# PROBLEM DETAILS
Gather each line of the items below containing the string "that". Case counts.

===

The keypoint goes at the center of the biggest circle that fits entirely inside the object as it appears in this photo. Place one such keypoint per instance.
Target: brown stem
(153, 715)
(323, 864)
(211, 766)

===

# REPLY TO THE TASK
The keypoint goes at the center of the biggest circle that fits entirely inside the object as it appears in this photo. Place one such keypoint per instance.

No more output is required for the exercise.